** Opening Extracted data block **

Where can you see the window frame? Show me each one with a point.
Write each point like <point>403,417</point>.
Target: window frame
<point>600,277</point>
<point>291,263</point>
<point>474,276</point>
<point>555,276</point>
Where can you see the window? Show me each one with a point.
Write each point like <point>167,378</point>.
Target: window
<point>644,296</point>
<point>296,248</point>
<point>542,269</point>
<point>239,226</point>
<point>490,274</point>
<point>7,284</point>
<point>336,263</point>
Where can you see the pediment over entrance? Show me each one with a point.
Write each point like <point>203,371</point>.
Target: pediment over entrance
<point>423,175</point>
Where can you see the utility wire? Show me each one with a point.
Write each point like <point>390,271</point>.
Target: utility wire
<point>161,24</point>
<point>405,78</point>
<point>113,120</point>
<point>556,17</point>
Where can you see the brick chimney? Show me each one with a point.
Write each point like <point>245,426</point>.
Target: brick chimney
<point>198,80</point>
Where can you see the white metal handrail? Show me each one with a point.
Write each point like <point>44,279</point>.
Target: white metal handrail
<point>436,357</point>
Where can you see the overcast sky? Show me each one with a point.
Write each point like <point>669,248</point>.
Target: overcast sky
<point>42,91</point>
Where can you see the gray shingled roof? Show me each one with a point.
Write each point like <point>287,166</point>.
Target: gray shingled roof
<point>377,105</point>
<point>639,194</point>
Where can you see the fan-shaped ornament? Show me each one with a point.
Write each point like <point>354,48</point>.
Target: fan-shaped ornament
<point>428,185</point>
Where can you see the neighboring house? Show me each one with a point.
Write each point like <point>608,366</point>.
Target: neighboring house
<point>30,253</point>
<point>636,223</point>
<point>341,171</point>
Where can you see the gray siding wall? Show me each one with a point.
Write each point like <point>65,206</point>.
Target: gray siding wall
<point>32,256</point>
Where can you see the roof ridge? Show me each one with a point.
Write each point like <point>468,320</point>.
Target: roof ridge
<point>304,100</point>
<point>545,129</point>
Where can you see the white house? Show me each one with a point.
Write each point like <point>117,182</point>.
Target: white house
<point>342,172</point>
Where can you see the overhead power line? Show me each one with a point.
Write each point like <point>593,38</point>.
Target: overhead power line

** Closing Extracted data block **

**What to work on**
All of the records go in your answer, copied exactly.

**Solved exercise**
Where can you see the window frame? Show me each one with a point.
Write each point like <point>403,417</point>.
Target: window frame
<point>600,277</point>
<point>291,263</point>
<point>474,276</point>
<point>555,276</point>
Where can you see the window? Show me each one with a point.
Write each point like <point>167,378</point>.
Target: window
<point>644,296</point>
<point>296,248</point>
<point>542,269</point>
<point>239,226</point>
<point>490,274</point>
<point>7,284</point>
<point>336,263</point>
Where can you see the pediment over entrance? Show me each one with a point.
Write each point like <point>203,371</point>.
Target: pediment over entrance
<point>423,175</point>
Where can you see the utility wire? Show me each one with a point.
Write each point like <point>390,271</point>.
Target: utility wire
<point>161,24</point>
<point>405,78</point>
<point>113,120</point>
<point>556,17</point>
Where can you see the brick chimney? Show me each one with a point.
Write each point like <point>245,426</point>.
Target: brick chimney
<point>198,80</point>
Where can you see the white metal handrail? Show me each one with a point.
Write each point like <point>44,279</point>.
Target: white metal handrail
<point>436,357</point>
Where can you see the overcast sky? Show me each one with a point.
Write each point like <point>669,248</point>.
Target: overcast sky
<point>42,91</point>
Where can you see the gray shingled roof? Show me each one with a point.
Write each point like <point>287,166</point>.
Target: gray shingled roof
<point>377,105</point>
<point>639,194</point>
Where can you see the fan-shaped ornament? Show me each one with a point.
Write each point like <point>354,48</point>.
Target: fan-shaped ornament
<point>428,185</point>
Where can you see the neighboring house? Show me each one with a point.
Write each point like <point>608,366</point>.
Target: neighboring house
<point>30,253</point>
<point>636,223</point>
<point>341,171</point>
Where can you see the gray siding wall? Show me each one with a point.
Write each point like <point>65,206</point>.
Target: gray siding wall
<point>32,256</point>
Where can you see the roof ridge? Show me each one with a point.
Write each point like <point>468,320</point>.
Target: roof ridge
<point>304,100</point>
<point>545,129</point>
Where can you see the white house? Show me each one with a point.
Write each point like <point>117,182</point>.
Target: white house
<point>342,172</point>
Where can you see the overhead power line? Show me each one with a point.
Write each point like <point>593,38</point>.
Target: overhead power line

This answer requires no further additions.